# EXERCISE BRIEF
List each line below that holds the word "paving". Upper and lower case count.

-- Start of MATERIAL FOR THE TASK --

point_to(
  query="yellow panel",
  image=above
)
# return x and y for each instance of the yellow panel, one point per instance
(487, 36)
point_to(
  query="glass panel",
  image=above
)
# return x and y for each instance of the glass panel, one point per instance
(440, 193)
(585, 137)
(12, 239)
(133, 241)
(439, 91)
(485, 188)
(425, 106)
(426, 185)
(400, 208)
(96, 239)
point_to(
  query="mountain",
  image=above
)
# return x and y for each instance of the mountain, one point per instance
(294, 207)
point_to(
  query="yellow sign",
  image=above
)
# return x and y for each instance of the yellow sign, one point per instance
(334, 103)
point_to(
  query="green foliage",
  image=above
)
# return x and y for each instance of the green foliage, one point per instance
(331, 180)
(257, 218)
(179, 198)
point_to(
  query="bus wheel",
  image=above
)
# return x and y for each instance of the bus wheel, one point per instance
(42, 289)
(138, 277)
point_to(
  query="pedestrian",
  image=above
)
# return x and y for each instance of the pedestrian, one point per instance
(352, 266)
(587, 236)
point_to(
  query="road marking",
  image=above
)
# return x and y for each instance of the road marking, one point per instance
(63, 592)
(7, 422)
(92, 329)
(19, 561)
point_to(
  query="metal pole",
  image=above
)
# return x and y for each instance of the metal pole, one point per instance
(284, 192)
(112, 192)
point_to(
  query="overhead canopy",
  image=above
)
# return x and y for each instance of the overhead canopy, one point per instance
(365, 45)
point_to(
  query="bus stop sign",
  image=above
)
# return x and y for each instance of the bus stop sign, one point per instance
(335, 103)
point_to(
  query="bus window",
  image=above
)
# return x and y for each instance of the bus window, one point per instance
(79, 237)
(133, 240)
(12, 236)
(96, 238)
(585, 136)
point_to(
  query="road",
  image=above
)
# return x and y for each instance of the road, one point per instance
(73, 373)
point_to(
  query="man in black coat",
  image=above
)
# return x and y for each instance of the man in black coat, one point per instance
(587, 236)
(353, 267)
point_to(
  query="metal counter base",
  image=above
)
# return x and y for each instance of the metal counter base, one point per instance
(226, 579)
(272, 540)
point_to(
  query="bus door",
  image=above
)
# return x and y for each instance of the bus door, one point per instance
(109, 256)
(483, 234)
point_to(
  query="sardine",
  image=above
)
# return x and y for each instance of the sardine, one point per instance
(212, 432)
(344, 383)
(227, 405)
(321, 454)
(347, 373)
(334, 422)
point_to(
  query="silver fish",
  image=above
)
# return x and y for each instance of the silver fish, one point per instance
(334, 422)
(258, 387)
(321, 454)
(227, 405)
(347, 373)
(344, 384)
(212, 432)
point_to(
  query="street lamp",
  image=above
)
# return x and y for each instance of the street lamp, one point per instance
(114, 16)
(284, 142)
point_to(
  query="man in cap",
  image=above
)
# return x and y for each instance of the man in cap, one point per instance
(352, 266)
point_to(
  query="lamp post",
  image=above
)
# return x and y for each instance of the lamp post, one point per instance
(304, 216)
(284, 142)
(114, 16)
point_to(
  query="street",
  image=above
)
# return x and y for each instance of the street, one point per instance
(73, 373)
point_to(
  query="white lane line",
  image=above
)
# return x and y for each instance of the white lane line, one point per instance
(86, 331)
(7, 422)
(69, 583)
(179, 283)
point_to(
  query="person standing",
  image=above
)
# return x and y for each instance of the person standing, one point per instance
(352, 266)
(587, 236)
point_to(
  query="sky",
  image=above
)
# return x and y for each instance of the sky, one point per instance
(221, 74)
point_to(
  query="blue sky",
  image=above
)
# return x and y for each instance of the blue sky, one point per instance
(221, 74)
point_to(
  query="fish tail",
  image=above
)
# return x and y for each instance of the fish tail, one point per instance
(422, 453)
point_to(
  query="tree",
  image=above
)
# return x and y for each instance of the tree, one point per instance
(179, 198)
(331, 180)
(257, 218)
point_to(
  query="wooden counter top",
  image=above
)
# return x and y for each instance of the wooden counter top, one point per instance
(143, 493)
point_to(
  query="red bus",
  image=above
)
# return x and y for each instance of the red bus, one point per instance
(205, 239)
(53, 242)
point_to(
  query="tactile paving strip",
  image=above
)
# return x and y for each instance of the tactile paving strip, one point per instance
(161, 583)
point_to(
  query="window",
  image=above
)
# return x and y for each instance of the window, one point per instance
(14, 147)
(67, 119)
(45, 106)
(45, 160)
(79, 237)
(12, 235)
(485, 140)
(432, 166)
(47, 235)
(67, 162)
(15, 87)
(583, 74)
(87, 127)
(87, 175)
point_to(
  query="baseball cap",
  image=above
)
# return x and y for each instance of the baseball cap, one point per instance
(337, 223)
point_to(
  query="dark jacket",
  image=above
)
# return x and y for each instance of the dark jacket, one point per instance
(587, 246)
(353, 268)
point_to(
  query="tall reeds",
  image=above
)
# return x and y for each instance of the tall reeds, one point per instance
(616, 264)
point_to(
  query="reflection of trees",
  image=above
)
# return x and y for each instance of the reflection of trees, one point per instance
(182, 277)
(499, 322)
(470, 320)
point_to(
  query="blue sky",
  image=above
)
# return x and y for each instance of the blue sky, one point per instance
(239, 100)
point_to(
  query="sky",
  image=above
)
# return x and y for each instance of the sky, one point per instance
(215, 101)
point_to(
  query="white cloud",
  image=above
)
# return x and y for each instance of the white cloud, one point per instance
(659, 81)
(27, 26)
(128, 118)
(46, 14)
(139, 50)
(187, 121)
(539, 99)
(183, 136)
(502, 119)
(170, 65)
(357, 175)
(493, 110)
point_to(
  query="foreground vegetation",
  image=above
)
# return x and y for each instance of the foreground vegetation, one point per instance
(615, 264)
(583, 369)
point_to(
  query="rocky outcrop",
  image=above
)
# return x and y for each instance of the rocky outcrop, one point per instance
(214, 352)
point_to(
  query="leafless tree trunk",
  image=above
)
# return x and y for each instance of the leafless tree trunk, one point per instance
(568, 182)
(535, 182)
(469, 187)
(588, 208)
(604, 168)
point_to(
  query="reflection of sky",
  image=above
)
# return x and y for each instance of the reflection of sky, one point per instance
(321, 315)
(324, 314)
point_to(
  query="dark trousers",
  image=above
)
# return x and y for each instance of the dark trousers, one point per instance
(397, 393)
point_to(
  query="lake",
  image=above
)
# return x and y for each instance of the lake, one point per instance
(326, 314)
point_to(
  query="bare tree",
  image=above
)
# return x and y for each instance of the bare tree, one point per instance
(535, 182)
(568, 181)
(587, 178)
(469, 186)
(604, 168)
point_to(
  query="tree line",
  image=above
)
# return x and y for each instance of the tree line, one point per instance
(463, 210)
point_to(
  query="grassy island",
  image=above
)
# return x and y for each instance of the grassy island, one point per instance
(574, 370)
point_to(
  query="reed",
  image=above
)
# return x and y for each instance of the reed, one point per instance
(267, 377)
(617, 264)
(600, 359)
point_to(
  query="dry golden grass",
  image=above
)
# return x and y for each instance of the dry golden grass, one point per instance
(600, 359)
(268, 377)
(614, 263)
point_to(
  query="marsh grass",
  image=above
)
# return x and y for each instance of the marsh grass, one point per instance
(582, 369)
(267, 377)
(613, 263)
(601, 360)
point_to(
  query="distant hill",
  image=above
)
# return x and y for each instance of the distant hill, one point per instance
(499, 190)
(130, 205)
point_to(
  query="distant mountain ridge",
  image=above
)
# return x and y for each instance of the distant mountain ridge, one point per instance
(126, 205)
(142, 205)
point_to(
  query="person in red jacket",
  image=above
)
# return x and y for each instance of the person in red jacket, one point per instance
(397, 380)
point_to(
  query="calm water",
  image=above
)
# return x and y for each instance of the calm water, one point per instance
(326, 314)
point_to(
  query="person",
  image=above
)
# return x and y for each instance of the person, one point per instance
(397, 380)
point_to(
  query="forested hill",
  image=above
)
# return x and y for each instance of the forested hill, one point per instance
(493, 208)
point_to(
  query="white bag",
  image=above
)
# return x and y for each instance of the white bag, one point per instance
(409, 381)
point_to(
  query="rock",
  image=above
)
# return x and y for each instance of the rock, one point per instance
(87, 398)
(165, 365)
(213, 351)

-- End of MATERIAL FOR THE TASK --
-- Start of MATERIAL FOR THE TASK --

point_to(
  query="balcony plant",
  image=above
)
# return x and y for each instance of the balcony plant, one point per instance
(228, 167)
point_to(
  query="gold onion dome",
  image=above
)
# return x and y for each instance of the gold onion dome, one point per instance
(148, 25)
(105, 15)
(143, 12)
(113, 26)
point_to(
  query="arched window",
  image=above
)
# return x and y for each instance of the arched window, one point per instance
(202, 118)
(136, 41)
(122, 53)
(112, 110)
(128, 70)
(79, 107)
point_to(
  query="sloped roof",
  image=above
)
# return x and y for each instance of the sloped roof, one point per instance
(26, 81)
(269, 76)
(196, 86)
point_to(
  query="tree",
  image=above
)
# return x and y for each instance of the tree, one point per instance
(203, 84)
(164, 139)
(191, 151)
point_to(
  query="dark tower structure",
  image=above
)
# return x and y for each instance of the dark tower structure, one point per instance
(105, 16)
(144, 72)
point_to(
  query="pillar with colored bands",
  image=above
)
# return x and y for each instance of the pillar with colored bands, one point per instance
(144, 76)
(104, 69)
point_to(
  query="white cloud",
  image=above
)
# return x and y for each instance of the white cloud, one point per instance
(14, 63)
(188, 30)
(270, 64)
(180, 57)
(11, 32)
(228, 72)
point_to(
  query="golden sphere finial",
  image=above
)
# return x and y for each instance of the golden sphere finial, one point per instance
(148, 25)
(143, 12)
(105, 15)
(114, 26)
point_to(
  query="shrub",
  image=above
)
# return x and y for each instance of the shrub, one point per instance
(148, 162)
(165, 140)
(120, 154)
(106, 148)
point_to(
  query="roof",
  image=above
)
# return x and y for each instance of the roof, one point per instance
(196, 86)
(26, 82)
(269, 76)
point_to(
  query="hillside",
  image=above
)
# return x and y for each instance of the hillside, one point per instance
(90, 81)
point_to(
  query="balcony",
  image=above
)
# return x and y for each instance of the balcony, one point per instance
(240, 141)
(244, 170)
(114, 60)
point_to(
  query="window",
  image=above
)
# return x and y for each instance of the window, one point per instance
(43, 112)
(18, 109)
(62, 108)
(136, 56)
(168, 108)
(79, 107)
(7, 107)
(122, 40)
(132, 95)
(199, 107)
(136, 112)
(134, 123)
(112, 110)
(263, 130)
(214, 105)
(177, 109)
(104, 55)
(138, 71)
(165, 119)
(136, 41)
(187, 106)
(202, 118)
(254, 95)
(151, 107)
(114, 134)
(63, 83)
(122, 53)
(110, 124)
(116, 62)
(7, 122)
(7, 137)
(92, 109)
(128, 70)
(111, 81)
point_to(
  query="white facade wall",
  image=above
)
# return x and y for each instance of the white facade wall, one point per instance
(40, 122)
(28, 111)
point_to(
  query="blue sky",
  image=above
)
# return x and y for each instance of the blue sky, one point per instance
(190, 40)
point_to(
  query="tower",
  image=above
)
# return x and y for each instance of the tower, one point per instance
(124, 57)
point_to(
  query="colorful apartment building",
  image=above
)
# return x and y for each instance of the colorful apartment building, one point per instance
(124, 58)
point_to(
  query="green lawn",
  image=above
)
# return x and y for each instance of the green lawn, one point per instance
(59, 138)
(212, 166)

-- End of MATERIAL FOR THE TASK --

# EXERCISE RESULT
  query="tactile paving strip",
# return x and y for each instance of the tactile paving strip, one point per instance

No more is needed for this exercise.